- **TEXTE EXTRAIT**:
La troisième explication relève de l’ordre des valeurs et concerne principalement, mais pas exclusivement, la nouvelle génération de travailleurs. La mobilisation au travail de cette catégorie de main-d’œuvre est moindre que celle des générations précédentes. Les jeunes d’aujourd’hui n’acceptent pas n’importe quel emploi et ne voient pas le travail comme un devoir social. La qualité est une dimension essentielle pour juger l’acceptabilité d’un emploi et les dimensions de cette qualité ne sont pas forcément pécuniaires. Elles sont liées aux interactions sociales, à l’exercice de l’autonomie et de l’initiative, et aux possibilités d’apprentissage pour développer ses compétences.

Ainsi, les données issues d’une enquête que nous avons menée auprès de jeunes Québécois de 18 à 34 ans (échantillon représentatif de la population active) montrent que les caractéristiques qu’ils considèrent comme les plus importantes au moment de choisir un emploi sont, dans l’ordre, de bonnes relations avec les collègues de travail (66,3 %), une ambiance de travail agréable (65,3 %), une tâche intéressante (63,6 %) et qui favorise la réalisation personnelle (60,6 %), un bon degré d’autonomie (41,2 %) et un horaire de travail raisonnable (49 %). Bien qu’assez valorisées, les conditions matérielles (sécurité d’emploi et salaire) viennent généralement à la toute fin, les jeunes accordant à ces éléments les niveaux d’importance les plus faibles parmi l’éventail de choix : seulement 51,8 % des jeunes travailleurs jugent la sécurité d’emploi très importante au moment de choisir un emploi, tandis que la proportion de jeunes qui considère le salaire comme très important n’est que de 35 %.

- **DONNÉES ÉTUDIÉES**:
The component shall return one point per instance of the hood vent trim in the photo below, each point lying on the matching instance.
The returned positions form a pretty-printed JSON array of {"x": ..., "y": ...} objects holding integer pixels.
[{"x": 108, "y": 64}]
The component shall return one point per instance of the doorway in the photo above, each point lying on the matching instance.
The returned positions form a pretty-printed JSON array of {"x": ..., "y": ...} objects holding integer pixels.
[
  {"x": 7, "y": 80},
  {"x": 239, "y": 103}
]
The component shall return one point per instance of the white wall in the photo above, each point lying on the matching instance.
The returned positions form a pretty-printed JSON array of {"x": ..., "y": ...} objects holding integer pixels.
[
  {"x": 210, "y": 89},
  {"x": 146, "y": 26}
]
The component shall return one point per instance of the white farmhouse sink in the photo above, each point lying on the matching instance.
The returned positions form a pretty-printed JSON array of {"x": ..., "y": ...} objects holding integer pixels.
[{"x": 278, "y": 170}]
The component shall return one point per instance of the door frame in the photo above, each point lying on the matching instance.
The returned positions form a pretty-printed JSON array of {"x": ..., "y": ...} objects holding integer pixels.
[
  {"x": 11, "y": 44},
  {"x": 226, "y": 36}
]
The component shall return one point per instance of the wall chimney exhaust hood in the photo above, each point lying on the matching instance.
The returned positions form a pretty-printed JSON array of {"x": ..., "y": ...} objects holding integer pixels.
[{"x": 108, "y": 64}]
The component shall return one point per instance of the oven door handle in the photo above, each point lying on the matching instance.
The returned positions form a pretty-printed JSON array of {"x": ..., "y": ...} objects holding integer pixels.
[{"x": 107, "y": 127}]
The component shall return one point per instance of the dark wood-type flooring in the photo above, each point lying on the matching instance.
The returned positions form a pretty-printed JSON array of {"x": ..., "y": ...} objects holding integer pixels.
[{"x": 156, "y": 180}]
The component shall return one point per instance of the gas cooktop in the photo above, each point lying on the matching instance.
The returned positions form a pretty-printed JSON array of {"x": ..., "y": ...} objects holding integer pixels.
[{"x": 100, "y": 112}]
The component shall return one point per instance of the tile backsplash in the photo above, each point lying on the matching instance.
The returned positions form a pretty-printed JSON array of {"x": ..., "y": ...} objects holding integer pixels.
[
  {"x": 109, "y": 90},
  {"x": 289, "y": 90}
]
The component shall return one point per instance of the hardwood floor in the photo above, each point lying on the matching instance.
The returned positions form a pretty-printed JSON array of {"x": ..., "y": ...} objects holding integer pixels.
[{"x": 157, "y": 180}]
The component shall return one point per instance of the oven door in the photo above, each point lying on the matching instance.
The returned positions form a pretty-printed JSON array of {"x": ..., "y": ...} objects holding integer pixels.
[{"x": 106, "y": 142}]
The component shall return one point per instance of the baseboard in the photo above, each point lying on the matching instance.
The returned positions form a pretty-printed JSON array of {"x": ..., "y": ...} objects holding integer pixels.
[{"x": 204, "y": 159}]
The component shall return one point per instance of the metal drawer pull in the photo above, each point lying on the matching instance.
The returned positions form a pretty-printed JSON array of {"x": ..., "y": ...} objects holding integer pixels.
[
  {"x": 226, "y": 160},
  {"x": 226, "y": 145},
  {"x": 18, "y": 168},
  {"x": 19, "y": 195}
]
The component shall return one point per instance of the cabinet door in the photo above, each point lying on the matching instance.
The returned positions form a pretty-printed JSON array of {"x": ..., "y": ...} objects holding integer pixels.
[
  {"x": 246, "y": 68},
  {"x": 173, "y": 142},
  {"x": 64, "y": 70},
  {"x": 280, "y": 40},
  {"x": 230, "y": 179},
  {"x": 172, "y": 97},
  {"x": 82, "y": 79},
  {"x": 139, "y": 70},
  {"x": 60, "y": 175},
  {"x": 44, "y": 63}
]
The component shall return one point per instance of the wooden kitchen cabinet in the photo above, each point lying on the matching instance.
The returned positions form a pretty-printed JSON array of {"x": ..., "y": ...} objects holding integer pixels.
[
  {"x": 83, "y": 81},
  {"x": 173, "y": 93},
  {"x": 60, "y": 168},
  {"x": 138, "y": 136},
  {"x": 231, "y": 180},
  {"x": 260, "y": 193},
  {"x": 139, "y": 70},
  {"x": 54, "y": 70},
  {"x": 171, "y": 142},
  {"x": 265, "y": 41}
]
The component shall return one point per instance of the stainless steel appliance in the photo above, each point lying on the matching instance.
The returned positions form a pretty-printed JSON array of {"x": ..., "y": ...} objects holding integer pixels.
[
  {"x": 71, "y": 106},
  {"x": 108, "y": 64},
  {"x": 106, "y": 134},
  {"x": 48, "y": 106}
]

- **TÂCHES ET EXERCICES**:
a) Remplacez "main-d’œuvre" par "force de travail" dans le passage du texte sur les valeurs des jeunes travailleurs qui va de "La troisième explication" jusqu’à "développer ses compétences." inclus, puis recopiez ce passage.
b) Poursuivez le texte sur les valeurs des jeunes travailleurs à la suite de sa dernière phrase.
Les enregistrements proviennent d’une autre source.

- **RÉSULTATS PAR TÂCHE**:
a)
La troisième explication relève de l’ordre des valeurs et concerne principalement, mais pas exclusivement, la nouvelle génération de travailleurs. La mobilisation au travail de cette catégorie de force de travail est moindre que celle des générations précédentes. Les jeunes d’aujourd’hui n’acceptent pas n’importe quel emploi et ne voient pas le travail comme un devoir social. La qualité est une dimension essentielle pour juger l’acceptabilité d’un emploi et les dimensions de cette qualité ne sont pas forcément pécuniaires. Elles sont liées aux interactions sociales, à l’exercice de l’autonomie et de l’initiative, et aux possibilités d’apprentissage pour développer ses compétences.

b)
Les conséquences de la pénurie de travailleurs

Indépendamment de ses causes, la pénurie de travailleurs doit nous inciter à réfléchir sur les conséquences de ce phénomène. Une de ces conséquences est négative et se situe sur le plan monétaire et financier. Ainsi, dans une situation où la demande de travail augmente plus vite que l’offre, les travailleurs sont en position de force pour obtenir des hausses de salaires plus importantes. D’ailleurs, on voit déjà que les rémunérations horaires ont déjà augmenté dans certains secteurs par rapport à l’année 2020.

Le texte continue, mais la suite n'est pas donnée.